• **Document segment**
※ ※ ※

"The price of freedom is eternal vigilance.” – President Thomas Jefferson.
(vig·i·lant/adjective - keeping careful watch for possible danger or difficulties)
"Those who don't know history are destined to repeat it". - Edmund Burke (1729-1797)
It is now 13 years post-9/11. Most teenagers might have some recollection, younger individuals probably no recollection at all; but what about the rest of us? Being Americans, we are blessed with freedom and prosperity which unfortunately lend themselves to traumatic experiences quickly fading into the past as we move on with our lives. We can all agree, as adults, it is our responsibility to simply remember and teach future generations lessons learned from the past.
Consider another perfect storm. A stagnant economy which has resulted in approximately 1/3 of emergency rooms across the county being shut down (Dajer), disheartened border patrol agents unable to do their job, and a growing Islamic State beheading Americans leaves many wondering if we are have falling back into a pre-9/11 mindset. All of that said, our “lethargic at best” economy has made it difficult to maintain the infrastructure needed to respond to mass casualty incidents (MCIs). We know “9/11 proved our hospitals are indispensable in disasters” (Dajer) and “across the country one-third of emergency departments have shut down” (Dajer) leaving an obvious problem regarding preparedness. We also know our borders are not secure. “Last year, the Border Patrol caught about 356,000 immigrants trying to cross illegally at the U.S.-Mexico border. That's believed to be about half of all attempts” (Plumer).
Healthcare professionals and medical communities in general are better prepared than ever before. MCIs such as 9/11, Hurricane Katrina in 2005, and the 2013 Boston Marathon bombings have all driven the creation of new educational entities and learning activities geared specifically toward better caring for patients under these types of circumstances. Organizations including the National Disaster Life Support Foundation, the Southern Medical Association, and various state agencies have implemented training programs, published information, provided resources, and developed processes to better prepare all healthcare professionals in this emerging area of medicine.

※ ※ ※

• **Point-per-instance localization data**
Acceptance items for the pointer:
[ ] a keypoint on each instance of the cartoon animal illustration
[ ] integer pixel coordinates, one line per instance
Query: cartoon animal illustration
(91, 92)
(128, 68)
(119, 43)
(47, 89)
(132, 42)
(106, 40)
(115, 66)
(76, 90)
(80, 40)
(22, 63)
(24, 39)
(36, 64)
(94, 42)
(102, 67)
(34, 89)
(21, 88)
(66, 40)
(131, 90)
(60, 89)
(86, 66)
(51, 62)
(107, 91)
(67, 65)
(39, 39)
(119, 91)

※ ※ ※

• **Set of tasks**
A. List the mass casualty incidents the preparedness essay names in its final paragraph.
B. Extend the preparedness essay by writing what comes after its last paragraph.

• **Answers to the problems**
A.
9/11
Hurricane Katrina in 2005
The 2013 Boston Marathon bombings

B.
The primary role of our government is to protect our people. Climate change, gay rights, nutritional programs, campaigning, and fundraising are at the very least distractions. If there’s one thing the anniversary of 9/11 should do, it is to help us remember to stay focused on the big issues, the things that unite us as Americans -- the preservation of our liberties, our freedoms. In times like these it’s the larger, common-sense issues that are often overlooked…and can do the most damage if we neglect our responsibilities to remain vigilant.
Dajer AJ, Lopez FA, Baker T, et al. Disaster Preparedness 10 Years After 9/11--The Experts Weigh In. Emergency Medicine September 2011. Available at http://emergency.emory.edu/docs/Emergency_Medicine0911.pdf. Accessed September 17, 2014.
Plumer, B. Who’s crossing the Mexico border? A new survey tries to find out. The Washington Post. Available at http://www.washingtonpost.com/blogs/wonkblog/wp/2013/06/02/whos-crossing-the-mexico-border-a-new-survey-tries-to-find-out/. Published June 2, 2013. Accessed September 17, 2014.
-- By Randy Glick
Disclaimer: The views expressed here are solely those of the author in his private capacity and do not in any way represent the views of the Southern Medical Association, the Southern Medical Journal, or any of its Council members, officers, partners, vendors, or subsidiaries. Furthermore, neither the Southern Medical Association nor any of its subsidiaries have approved, endorsed, or embraced anything associated with this post.